Problems »
(1) In the Phillies clubhouse post, which World Champion team's chemistry did Aaron Rowand speak about?
(2) Carry on the Phillies clubhouse post from its last sentence.

Quoted passage »
During the Phillies Caravan stop in Reading on Wednesday, Aaron Rowand spoke about his experience with team chemistry on the World Champion White Sox.  A lot of what he talked about reminded me of the Phillies clubhouse during the ’93 team.

”I think when you see a lot of guys staying after, hanging out, whether it be working out or sitting in the hot tub, hanging out off the field, I think a lot of the bonding and camaraderie you get as a team comes from times like that."

I’m sure you’ve heard Dykstra and Krukker remenice about the cans of beer and overflowing spittoons that riddled the clubhouse after post game sessions in 1993.  With the amount of young players on this year’s team hopefully they will be looking to learn more about the game and thus have the potential to adopt this useful practice.  Who exactly will be giving the lessons however is another question.  It could be mostly Rowand unless Bell or Abreu start becoming active.  Very few Phillies players have significant, if any, playoff experience.  It will be interesting to see how Abraham Nunez fits in knowing he is on contract for at least 2 years.  Though as we noted last week, some players are looking for Jimmy Rollins to step up and be a leader in the clubouse.

Data extract »
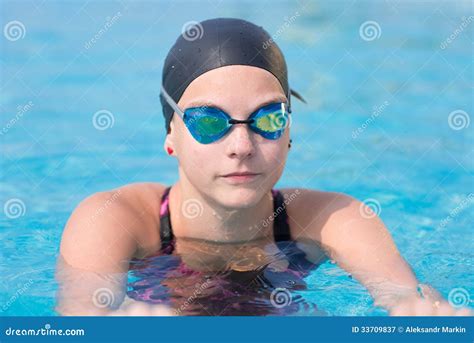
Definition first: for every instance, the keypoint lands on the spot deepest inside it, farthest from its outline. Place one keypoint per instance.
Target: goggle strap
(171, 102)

Expected outputs »
(1) The White Sox.

(2)
Elsewhere recently we’ve seen the team bonding issue come up, this time straight from the mouth of a ’93 Phil.  In Bill Simmons’ interview with Curt Schilling, Schill discussed the team approach in the context of Red Sox World Series in 2004.  Keep in mind he’s been a part of three different teams which went to the World Series, and won it twice.

Simmons: How would you approach it if you ran a baseball team — would you keep tinkering and tinkering to find the perfect team on paper, or would you value chemistry and continuity over everything else?

Schilling: They go together. Chemistry starts from Day One in spring training, which is where I think Tito [Francona] has an enormous impact, but it never truly develops until you win and win often.

That brings up a good point, one which is used by people who think team chemistry is overrated.  In most cases, a team will naturally gel together if they are winning.  And even if they hate each other and they are winning, the media and fans will think there is good chemistry or just not care.  The current Phils squad parties together and generally gets along well, but that certainly does not mean that winning will come much easier.